EXERCISE TEXT Block Start

Home > News > Fr David Sanders OP, 1939-2020

We were very saddened to learn that our brother Fr David Sanders OP has died, after a courageous battle with cancer. Although he spent the last twenty years based in Oxford, he was a leading light at Blackfriars, Cambridge during the 1980s and 1990s. Fr Aidan Nichols remembers Fr David’s Cambridge years.

Father David Sanders was a central figure to Blackfriars Priory as I knew it in the early 1980s.  His combination of passion for the Scriptures and a lively interest in other human beings, laced with humour and a dash of unction, drew undergraduates to him in the context of the Bible Study Group at Fisher House (never short of members in his time) and the University’s Divinity faculty where he supervised’ in New Testament studies.  A rather elderly community of friars was seeking reinvigoration through reinvention as a ‘mixed community’ of friars and graduate students (with the occasional fourth year undergraduate), and he was the perfect advert for what such an institution might offer.  In manner he was extremely English, yet he gravitated to overseas students, the more exotic the better.  He had the benefit of a broad ‘Third World’ experience: as a schoolmaster in East Africa following his own University studies in London, in work with the internationalist outreach of a lay Catholic organization which he kept up throughout his Ordination training at Blackfriars Oxford, and via his first Dominican ‘assignation’, to Kingston Jamaica, to teach Scripture in the archdiocesan seminary there from a base in St Theresa’s parish, then run by the long-established Grenada Dominicans with assistance from the Home Province.   The Jamaican experience gave him a lifelong love for the Caribbean world, where he regularly refreshed his contacts by lecture tours, wisely scheduled for the less clement months of the British calendar, and in his last years David was the enthusiastic coordinator the St. Martin Mission campaign, which raises money for the Dominican apostolate in the Caribbean.

EXERCISE TEXT Block End
DATASET ENTRIES Block Start

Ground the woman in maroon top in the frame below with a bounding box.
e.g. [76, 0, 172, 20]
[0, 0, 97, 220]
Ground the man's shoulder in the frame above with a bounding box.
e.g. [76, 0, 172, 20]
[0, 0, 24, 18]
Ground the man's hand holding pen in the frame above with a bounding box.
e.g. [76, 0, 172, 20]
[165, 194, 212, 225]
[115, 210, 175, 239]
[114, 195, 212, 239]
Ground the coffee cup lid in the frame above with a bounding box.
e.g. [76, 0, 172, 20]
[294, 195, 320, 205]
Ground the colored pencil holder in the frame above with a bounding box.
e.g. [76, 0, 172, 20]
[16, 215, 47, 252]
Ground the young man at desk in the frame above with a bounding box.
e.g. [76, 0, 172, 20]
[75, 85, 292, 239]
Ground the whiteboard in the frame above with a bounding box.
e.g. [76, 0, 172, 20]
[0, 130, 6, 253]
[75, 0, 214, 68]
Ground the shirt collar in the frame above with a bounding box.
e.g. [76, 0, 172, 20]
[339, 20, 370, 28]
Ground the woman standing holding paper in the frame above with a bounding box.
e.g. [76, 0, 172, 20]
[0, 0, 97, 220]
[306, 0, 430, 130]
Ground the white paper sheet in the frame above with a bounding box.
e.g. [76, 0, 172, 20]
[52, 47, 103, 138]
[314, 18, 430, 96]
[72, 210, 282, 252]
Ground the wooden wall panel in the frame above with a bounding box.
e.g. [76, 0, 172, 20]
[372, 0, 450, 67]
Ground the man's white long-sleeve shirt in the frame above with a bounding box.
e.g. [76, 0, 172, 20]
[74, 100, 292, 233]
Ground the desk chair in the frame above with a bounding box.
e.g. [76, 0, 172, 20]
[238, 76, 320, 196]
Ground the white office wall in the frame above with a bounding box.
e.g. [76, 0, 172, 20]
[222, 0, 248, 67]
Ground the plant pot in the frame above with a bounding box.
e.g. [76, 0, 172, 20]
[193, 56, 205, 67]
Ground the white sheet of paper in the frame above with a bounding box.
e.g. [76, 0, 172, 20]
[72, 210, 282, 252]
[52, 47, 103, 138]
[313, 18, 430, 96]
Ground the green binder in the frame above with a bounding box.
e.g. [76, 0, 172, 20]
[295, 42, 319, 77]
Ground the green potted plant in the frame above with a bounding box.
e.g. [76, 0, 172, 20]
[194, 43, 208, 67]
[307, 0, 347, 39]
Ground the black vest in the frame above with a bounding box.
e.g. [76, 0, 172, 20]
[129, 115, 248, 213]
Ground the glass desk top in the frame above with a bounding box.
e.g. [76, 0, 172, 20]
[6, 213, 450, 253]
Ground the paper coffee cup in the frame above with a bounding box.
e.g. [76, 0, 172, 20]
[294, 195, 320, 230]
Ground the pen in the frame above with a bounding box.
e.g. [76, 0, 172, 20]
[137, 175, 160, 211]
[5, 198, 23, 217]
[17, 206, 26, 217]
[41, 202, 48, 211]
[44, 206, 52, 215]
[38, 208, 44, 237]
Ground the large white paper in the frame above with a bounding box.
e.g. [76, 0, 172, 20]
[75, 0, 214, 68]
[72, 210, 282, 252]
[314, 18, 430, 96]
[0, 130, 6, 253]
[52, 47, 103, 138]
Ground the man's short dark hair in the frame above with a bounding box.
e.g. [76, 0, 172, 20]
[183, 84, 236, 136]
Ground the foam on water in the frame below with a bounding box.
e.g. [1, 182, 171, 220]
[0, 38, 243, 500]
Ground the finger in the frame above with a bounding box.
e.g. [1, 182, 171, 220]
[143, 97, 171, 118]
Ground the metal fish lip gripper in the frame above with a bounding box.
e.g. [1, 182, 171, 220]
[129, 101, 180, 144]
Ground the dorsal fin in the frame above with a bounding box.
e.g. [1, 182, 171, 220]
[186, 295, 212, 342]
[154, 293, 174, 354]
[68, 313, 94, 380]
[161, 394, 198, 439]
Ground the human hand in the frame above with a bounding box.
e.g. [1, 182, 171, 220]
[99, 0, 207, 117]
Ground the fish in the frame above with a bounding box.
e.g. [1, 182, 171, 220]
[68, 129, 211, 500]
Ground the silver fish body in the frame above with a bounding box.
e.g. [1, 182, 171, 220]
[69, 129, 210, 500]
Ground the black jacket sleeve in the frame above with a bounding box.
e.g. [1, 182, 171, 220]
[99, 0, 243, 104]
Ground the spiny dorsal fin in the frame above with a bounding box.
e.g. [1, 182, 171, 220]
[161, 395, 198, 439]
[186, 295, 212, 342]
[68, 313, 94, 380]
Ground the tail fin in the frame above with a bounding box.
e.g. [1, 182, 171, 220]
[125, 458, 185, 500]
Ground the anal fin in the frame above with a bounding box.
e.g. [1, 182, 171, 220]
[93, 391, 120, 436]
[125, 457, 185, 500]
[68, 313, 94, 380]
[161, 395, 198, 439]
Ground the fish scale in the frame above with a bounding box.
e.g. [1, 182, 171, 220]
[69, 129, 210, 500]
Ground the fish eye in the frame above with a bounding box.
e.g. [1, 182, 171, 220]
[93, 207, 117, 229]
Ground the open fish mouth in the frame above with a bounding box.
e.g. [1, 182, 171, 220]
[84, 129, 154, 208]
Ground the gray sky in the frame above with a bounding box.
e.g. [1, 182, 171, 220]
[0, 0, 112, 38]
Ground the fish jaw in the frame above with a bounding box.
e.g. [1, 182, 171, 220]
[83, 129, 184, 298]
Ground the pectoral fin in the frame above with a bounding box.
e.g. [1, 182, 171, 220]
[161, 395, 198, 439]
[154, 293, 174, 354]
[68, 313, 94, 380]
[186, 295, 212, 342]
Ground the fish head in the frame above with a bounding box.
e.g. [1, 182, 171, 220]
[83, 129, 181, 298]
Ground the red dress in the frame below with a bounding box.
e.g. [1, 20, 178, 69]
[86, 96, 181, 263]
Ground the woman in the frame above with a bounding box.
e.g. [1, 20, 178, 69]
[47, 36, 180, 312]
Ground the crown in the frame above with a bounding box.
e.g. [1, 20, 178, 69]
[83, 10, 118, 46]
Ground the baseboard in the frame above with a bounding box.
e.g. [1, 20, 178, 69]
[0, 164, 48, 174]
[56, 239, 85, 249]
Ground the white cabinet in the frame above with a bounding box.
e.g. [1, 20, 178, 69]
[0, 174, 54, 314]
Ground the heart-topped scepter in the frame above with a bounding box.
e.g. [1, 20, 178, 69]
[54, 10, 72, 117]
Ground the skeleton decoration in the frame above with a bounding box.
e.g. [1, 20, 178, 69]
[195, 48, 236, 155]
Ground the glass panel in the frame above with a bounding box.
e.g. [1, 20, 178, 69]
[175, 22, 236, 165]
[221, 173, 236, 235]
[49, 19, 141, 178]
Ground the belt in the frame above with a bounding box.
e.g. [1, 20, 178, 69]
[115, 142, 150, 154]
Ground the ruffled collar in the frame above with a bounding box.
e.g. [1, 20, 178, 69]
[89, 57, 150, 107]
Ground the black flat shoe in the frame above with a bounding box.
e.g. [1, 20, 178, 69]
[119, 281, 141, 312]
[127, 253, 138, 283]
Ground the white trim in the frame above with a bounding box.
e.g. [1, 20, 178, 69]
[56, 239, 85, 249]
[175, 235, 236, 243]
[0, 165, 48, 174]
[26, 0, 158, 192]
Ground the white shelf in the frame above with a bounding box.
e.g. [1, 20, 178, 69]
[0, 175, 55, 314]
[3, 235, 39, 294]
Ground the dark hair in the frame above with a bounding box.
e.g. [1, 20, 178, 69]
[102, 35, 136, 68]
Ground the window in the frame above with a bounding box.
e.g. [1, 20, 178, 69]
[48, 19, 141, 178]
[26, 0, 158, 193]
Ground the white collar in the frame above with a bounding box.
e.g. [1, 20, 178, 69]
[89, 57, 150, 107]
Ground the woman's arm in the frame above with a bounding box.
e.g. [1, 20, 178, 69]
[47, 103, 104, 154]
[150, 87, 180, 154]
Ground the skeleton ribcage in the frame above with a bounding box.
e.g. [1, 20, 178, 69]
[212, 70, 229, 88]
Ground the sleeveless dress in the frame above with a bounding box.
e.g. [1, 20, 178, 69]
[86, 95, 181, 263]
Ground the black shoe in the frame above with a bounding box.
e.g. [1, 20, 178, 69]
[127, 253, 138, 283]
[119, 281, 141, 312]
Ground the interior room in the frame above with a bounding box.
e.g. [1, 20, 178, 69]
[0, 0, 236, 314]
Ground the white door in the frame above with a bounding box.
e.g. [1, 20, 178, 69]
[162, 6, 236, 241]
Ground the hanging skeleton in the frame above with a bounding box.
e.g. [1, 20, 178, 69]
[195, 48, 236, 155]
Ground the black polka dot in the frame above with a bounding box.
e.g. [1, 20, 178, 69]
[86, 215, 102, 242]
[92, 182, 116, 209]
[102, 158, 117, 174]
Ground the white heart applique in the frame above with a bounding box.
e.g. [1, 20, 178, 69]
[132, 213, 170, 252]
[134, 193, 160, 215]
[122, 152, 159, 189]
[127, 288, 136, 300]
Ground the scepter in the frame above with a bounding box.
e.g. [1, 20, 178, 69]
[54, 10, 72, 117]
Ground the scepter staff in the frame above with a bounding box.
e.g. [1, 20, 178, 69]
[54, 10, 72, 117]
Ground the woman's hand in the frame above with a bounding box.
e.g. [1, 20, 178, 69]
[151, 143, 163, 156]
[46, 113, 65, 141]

DATASET ENTRIES Block End

# EXERCISE INSTRUCTIONS
- a) According to the tribute to Fr David Sanders, where was his first Dominican assignation?
- b) Update the tribute to Fr David Sanders by writing it out from "We were very" up to and including "David’s Cambridge years.", with "courageous" replaced by "brave".
- c) Extend the tribute to Fr David Sanders by continuing it from where it stops.
The rows aren't needed for anything here.

# LIST OF ANSWERS
- a) Kingston, Jamaica, teaching Scripture in the archdiocesan seminary there.

- b)
We were very saddened to learn that our brother Fr David Sanders OP has died, after a brave battle with cancer. Although he spent the last twenty years based in Oxford, he was a leading light at Blackfriars, Cambridge during the 1980s and 1990s. Fr Aidan Nichols remembers Fr David’s Cambridge years.

- c)
David’s elder brother John, a former senior army officer who sadly predeceased him a couple of years ago, had occasional doubts about the probity of David’s politics, described as a pale shade of pink, yet unbeknownst to all but a few David had been taking part in Roger Scruton’s enterprise of smuggling Western intellectuals into meetings with Czech dissidents in pre-Velvet Revolution Prague.   His social concerns did, however, include those of the classic Left, and he viewed with incomprehension the insistence of the Blackfriars Librarian, the Dante scholar Kenelm Foster, that paperback translations of the works of Liberation Theology he had acquired would have to be housed on the landing outside the Library proper.  David was a powerful preacher, who emulated Karl Barth’s maxim that the homilist should have the Bible in one hand, the daily newspaper in the other.  I recall his horror when through ignorance I assigned that formula in his hearing to Billy Graham.  David’s departure for Blackfriars Oxford in the later 1990s was fully compatible with his continued Scripture teaching, now transferred to the Hall-Studium, but his role as master of students inevitably altered the chemistry of his easy interaction with the young which worked so well in the Cambridge setting.  There will be many Cambridge students of that era who will shed a tear at his passing.

May he rest in peace.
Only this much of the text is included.